> **EXTRAIT DE TEXTE**:
»»

Est-ce que tu avais mis ta mère au courant de ton projet ? Qu’est-ce qu’elle en pensait ?
Ouais, elle trouvait ça très drôle d’ailleurs. Comment tu t’es préparée pour les photos ? Tu as passé du temps à chercher des planques dans Stockholm ?
Eh bien, mon père et son amie vivent ensemble, donc quand personne n’était là je partais explorer son quartier, et je prenais des photos des alentours. J’ai cherché un endroit discret où me poster. C’était la première fois que je prenais des photos de lui, et au cours de mon second séjour je suis allée à son boulot et je me suis baladée dans le quartier. C’était bien moins fun que ce que tu peux imaginer. Tu as utilisé un téléobjectif ?
Ouais, mais ça dépendait de quand je comptais le croiser ou non. Quand j’avais le temps, je prenais en photo tout ce qui me semblait être intéressant autour de Stockholm. Quand enfin il se montrait, j’échangeais mon objectif pour un téléobjectif, afin de garder mes distances, qu’il ne me voie pas. Qu’est-ce que tu voulais apprendre en ­faisant ça ?

««

> **TRAVAIL À FAIRE**:
1. Reformule plus brièvement le paragraphe de l'entretien qui commence par « Ouais, mais ça dépendait », sans perdre ses faits principaux.
2. Exprime sous forme de liste JSON de chaînes les lignes de données, en commençant par celle qui contient « TARGET = turret roof » et en allant jusqu'à la dernière de ces lignes, bornes comprises. Mets une chaîne par ligne et laisse de côté les lignes vides.
L'entretien et les lignes n'ont aucun rapport entre eux.

> **DONNÉES BRUTES**:
»»

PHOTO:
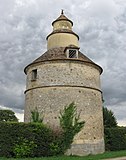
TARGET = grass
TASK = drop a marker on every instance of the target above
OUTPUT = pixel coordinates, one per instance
(91, 157)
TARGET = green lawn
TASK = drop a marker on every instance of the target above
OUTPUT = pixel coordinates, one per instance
(91, 157)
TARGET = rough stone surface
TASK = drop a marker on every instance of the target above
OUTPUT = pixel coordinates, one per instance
(58, 84)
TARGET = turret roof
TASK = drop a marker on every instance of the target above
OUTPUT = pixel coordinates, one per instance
(62, 17)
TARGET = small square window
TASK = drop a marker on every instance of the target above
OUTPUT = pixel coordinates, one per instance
(34, 74)
(73, 53)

««

> **RÉPONSES AUX CONSIGNES**:
1. L'objectif employé variait selon qu'une rencontre avec le père était prévue ou non. En attendant, tout ce qui semblait intéressant autour de Stockholm était photographié. Dès qu'il se montrait, un téléobjectif remplaçait l'objectif pour garder ses distances sans être vu.

2.
[
  "TARGET = turret roof",
  "TASK = drop a marker on every instance of the target above",
  "OUTPUT = pixel coordinates, one per instance",
  "(62, 17)",
  "TARGET = small square window",
  "TASK = drop a marker on every instance of the target above",
  "OUTPUT = pixel coordinates, one per instance",
  "(34, 74)",
  "(73, 53)"
]